TASKS AND EXERCISES:
1 > List every action that the passage on the technology life cycle says is applied to new ideas in a company's R & D department.
2 > Continue the passage on the technology life cycle from the point where it stops.

PROVIDED PASSAGE:
※

The 4 stages of Technology Life Cycle :
1) Innovation Stage
The first and foremost stage of the Technology Life Cycle represents the innovation or the birth of the new product, software, material or the processes that are a result of the thorough research and development activities. In the R & D department of the company, various new ideas are planned, developed, tested, designed, and executed depending on the company resources and the current needs and demands of the market. This stage is quite time to consume in nature as the ideas need to be tested and verified considering the various internal and external forces affecting the operations of the business.
2) Syndication Stage
The syndication stage of the Technology Life Cycle focuses on the commercialization and demonstration of the new technology developed. The products, processes or material with the optimal potential for success are utilized on the immediate basis. In the research and development departments, many innovations are put on hold and only a percentage of the same are utilized for the commercial purposes. The outcome of the same largely depends on the economic factors along with the technical and non-technical factors.
3) Diffusion Stage
This stage focuses on the penetration of the new technology developed in the market and the technology is widely accepted by its potential users owing to its innovation and novel ideation. All this results in the higher profits, enhanced brand value, and elevated revenue generation for the company making it a market leader. But it is important to take note that the demand and supply side of factors jointly influence the rate of diffusion of the technology.

※

DATASET EXCERPTS:
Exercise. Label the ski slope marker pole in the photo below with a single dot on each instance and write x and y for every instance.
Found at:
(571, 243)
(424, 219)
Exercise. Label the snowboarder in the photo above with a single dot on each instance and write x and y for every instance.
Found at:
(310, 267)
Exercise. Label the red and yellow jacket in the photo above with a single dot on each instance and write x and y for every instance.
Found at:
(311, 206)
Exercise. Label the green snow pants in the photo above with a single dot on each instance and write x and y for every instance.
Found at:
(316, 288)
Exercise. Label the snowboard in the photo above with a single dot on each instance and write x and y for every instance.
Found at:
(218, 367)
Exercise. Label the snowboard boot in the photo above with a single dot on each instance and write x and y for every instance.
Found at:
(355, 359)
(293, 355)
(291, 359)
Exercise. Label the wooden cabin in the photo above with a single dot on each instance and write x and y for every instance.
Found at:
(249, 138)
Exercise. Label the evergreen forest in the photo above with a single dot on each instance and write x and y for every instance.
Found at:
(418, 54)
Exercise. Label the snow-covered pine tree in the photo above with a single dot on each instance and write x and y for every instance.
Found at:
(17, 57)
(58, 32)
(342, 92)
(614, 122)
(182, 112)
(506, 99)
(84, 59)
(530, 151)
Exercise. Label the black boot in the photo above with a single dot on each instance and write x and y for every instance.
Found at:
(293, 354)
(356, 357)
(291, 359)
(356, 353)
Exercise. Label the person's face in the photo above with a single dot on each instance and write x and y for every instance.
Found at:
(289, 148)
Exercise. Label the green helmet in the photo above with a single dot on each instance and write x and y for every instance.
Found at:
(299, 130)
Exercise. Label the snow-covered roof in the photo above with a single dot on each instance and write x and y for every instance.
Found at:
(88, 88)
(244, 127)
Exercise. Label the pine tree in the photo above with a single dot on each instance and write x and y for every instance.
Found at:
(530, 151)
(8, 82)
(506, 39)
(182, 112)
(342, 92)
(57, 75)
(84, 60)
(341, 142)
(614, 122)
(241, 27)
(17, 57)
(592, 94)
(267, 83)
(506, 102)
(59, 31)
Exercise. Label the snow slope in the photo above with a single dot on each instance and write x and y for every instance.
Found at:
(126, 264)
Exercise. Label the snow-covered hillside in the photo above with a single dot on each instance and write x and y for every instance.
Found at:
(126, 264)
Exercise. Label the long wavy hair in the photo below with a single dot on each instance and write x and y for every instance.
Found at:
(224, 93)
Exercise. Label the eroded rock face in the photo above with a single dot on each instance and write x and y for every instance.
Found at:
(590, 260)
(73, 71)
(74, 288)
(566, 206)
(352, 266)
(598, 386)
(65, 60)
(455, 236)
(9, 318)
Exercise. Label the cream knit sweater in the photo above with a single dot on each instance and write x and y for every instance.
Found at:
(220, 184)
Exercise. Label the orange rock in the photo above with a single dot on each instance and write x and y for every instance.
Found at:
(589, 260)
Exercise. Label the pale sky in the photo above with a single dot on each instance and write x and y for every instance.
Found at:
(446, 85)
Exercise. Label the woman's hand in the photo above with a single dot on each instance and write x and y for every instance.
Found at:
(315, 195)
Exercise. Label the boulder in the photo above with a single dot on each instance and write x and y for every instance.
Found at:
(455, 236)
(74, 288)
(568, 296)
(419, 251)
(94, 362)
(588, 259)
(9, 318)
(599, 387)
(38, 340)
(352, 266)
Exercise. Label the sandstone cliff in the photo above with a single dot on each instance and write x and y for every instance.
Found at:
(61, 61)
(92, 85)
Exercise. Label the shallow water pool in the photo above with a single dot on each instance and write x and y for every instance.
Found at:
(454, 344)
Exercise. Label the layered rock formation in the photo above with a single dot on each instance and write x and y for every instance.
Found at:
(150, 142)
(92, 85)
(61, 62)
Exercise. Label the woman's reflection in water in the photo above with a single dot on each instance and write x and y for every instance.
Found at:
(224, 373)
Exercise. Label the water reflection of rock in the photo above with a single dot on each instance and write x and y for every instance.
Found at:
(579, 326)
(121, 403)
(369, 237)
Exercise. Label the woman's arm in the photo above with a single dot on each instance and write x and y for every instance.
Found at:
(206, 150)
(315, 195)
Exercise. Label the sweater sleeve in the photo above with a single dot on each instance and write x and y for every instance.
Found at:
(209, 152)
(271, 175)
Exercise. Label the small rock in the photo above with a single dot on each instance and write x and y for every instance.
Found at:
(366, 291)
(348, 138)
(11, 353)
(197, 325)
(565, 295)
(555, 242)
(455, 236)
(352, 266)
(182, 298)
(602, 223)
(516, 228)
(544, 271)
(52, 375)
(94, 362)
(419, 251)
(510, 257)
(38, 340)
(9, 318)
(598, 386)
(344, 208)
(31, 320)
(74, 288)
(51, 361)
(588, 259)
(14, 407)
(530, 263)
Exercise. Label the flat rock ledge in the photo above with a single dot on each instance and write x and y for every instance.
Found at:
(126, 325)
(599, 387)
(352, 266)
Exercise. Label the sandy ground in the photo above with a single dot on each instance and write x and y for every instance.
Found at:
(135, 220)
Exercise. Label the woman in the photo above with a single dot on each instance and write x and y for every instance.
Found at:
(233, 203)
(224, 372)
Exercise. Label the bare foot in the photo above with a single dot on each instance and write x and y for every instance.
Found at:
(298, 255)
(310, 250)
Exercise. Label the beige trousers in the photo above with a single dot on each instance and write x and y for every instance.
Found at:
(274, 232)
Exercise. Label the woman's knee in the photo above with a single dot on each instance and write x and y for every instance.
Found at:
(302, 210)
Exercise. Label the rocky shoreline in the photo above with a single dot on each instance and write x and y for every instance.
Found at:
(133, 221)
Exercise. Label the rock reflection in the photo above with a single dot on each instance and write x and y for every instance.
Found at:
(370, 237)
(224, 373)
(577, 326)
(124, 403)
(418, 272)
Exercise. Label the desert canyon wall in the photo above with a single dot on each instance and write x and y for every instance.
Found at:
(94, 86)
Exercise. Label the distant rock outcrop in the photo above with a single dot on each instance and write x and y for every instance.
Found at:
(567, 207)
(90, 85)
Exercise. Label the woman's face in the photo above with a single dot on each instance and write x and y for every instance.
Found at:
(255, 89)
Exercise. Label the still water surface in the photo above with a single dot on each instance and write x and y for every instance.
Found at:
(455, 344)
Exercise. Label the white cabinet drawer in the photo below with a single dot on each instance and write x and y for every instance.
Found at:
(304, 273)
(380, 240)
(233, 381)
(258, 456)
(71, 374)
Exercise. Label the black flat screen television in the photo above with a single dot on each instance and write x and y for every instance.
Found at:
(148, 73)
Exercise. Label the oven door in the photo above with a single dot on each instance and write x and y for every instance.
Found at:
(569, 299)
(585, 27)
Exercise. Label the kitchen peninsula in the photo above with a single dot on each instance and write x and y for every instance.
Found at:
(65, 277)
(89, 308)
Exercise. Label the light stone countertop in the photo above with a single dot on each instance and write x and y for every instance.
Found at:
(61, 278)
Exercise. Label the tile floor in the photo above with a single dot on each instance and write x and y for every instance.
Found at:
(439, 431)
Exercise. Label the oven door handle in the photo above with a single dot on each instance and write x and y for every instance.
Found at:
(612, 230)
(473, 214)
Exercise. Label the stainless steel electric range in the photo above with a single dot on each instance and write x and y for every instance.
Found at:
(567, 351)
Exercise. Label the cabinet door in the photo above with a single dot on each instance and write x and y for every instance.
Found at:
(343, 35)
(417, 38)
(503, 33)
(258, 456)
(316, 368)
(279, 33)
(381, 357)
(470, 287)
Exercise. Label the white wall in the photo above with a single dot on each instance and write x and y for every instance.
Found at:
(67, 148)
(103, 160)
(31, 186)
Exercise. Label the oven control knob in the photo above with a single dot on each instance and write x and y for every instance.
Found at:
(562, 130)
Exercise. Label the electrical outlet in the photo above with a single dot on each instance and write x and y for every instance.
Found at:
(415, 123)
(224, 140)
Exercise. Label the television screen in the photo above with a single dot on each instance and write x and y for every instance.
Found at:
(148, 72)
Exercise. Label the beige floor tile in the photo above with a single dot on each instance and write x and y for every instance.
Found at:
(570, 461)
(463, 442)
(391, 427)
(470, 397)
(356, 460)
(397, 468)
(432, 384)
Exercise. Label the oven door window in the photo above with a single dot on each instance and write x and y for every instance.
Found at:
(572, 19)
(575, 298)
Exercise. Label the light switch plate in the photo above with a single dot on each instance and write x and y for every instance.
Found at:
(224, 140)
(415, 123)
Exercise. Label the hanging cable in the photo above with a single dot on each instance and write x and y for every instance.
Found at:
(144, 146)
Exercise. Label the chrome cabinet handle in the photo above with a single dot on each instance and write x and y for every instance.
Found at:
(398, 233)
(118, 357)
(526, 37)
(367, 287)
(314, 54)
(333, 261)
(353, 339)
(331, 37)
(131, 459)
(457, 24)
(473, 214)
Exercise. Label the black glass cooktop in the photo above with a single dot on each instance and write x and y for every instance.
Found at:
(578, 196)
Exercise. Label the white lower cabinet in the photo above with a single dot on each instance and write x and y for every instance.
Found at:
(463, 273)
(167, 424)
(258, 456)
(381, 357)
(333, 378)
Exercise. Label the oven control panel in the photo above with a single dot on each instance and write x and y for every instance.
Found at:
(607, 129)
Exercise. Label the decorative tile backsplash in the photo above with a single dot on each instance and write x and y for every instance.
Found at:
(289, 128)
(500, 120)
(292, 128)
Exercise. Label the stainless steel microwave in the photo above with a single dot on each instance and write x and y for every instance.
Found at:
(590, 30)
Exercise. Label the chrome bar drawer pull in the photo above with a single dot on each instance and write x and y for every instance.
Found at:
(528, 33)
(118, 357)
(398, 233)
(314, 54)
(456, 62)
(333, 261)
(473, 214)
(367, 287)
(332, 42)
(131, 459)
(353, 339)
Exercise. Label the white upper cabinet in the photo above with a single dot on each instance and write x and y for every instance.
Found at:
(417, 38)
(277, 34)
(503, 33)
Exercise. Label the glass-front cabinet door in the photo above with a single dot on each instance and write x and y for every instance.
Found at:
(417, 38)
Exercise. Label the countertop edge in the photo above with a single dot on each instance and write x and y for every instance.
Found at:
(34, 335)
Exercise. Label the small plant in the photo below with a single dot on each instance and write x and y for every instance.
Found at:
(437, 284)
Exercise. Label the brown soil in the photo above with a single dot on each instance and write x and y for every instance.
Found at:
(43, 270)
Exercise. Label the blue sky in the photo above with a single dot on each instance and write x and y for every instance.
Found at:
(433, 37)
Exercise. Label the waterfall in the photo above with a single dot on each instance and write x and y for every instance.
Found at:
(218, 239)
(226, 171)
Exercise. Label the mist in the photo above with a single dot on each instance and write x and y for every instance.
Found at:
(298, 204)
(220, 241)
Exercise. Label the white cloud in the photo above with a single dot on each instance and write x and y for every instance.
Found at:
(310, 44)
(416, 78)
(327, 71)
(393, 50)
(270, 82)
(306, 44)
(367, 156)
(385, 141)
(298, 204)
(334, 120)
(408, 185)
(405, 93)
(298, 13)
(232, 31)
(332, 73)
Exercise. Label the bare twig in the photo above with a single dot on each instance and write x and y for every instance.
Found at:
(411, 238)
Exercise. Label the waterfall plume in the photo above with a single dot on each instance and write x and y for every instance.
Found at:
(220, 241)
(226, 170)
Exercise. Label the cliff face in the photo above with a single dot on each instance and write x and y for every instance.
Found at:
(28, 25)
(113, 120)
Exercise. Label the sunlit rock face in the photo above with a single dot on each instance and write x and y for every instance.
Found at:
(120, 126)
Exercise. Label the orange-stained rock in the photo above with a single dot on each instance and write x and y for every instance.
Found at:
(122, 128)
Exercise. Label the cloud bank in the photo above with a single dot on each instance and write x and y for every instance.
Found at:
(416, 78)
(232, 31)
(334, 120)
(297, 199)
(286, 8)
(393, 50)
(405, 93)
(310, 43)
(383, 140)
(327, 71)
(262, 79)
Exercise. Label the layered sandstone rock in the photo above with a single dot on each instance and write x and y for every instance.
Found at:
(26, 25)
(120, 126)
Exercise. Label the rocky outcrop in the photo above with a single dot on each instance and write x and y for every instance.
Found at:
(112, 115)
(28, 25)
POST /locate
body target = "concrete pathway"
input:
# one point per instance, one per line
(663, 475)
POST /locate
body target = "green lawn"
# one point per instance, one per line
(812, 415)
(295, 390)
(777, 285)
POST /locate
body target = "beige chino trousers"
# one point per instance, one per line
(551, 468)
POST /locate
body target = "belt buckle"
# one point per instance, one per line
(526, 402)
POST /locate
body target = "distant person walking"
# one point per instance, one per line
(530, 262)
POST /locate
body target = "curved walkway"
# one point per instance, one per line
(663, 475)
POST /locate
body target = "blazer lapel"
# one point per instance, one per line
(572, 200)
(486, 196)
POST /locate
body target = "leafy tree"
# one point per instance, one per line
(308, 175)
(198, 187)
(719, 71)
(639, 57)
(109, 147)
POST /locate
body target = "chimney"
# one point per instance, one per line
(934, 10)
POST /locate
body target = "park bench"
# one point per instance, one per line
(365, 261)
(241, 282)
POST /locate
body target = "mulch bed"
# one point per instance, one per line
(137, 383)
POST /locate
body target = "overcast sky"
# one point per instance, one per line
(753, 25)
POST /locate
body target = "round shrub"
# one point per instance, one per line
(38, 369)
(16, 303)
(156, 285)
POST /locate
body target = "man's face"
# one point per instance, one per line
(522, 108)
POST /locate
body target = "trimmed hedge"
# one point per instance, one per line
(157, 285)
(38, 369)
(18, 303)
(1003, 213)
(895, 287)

※

PER-TASK OUTPUTS:
1 > planned, developed, tested, designed, executed

2 >
4) Substitution Stage
The substitution is the last and final stage of the Technology Life Cycle and represents the decline in the use of the technology due to its replacement with another technology that is far more better, novel, and innovative in nature catering to the current needs and demands of the target market. The time frame of the substitution stage depends on the dynamics of the market and the various technical and non-technical factors influence the rate of the substitution of the technology.
Here is a video by Marketing91 on Technology Life Cycle.
Example of the Technology Life Cycle
In the early 2000’s the mobile brand Nokia was one of the best of the crops and was much loved and adored by its loyal customers. The Symbian technology used in its mobile phones was an instant hit with the customers and the brand was the market leader for a very long time until the onset of IOS and Android technologies by Apple and Google that were high on the levels of futuristic ideation and innovation leading to the decline stage of Nokia and its technologies.